Ultimement, il est important d’avoir à l’esprit que le véritable enseignant est celui qui cherche à rendre « ses » élèves les plus autonomes possibles. Il est celui ou celle qui les aide à devenir leur propre maître, leur propre thérapeute. Le maître véritable est celui qui fait naître le maître.
Il n'est pas utile de partir en Chine
Une opinion largement répandue consiste à penser que le bon enseignant est celui qui part se former en Chine continentale. Cette conviction est à nuancer fortement. En effet, depuis l'arrivée du Parti Communiste Chinois à la tête du pays, la tradition taoïste a été durement réprimée en Chine et plus encore dans les années 90, lors de la répression du mouvement des Falun Gong, relayée aujourd'hui par des médias comme Epoch Times ou les troupes acrobatiques de Shen Yun. L'ouvrage du Canadien David A. Palmer : "La fièvre du qigong - Guérison, religion et politique en Chine", s'en ai fait largement l'écho.

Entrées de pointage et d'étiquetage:
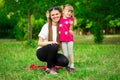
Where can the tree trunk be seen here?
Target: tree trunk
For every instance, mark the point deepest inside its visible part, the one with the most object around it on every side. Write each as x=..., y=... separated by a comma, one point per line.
x=29, y=27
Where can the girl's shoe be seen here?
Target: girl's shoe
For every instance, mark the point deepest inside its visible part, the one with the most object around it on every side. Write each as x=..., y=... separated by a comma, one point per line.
x=68, y=68
x=72, y=70
x=53, y=72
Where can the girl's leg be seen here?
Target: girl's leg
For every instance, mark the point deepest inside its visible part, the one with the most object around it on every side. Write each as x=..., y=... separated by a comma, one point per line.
x=61, y=60
x=65, y=49
x=70, y=52
x=47, y=54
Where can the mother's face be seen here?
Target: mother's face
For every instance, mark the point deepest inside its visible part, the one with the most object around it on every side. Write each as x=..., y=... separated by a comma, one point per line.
x=55, y=15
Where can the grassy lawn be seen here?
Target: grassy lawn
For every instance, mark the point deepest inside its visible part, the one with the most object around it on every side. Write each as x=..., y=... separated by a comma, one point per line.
x=92, y=61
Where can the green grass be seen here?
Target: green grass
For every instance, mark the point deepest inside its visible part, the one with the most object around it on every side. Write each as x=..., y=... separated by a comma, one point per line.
x=92, y=61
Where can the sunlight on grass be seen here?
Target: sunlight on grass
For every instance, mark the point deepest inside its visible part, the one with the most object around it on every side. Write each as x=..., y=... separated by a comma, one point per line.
x=92, y=61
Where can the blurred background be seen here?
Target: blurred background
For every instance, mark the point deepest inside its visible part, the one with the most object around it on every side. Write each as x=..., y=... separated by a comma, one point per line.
x=23, y=19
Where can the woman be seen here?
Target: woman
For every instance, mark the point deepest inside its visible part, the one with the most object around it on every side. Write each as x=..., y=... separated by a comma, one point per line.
x=48, y=43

■ Objectif 1:
Dans le texte sur l'enseignement du qigong, relevez les thèmes énumérés dans le sous-titre de l'ouvrage de David A. Palmer.
■ Objectif 2:
Reproduisez à l'identique le passage du texte sur l'enseignement du qigong qui s'ouvre sur « Il n'est pas » et se poursuit jusqu'à « fait largement l'écho. ».

■ Corrigé 1:
Guérison, religion, politique.

■ Corrigé 2:
Il n'est pas utile de partir en Chine
Une opinion largement répandue consiste à penser que le bon enseignant est celui qui part se former en Chine continentale. Cette conviction est à nuancer fortement. En effet, depuis l'arrivée du Parti Communiste Chinois à la tête du pays, la tradition taoïste a été durement réprimée en Chine et plus encore dans les années 90, lors de la répression du mouvement des Falun Gong, relayée aujourd'hui par des médias comme Epoch Times ou les troupes acrobatiques de Shen Yun. L'ouvrage du Canadien David A. Palmer : "La fièvre du qigong - Guérison, religion et politique en Chine", s'en ai fait largement l'écho.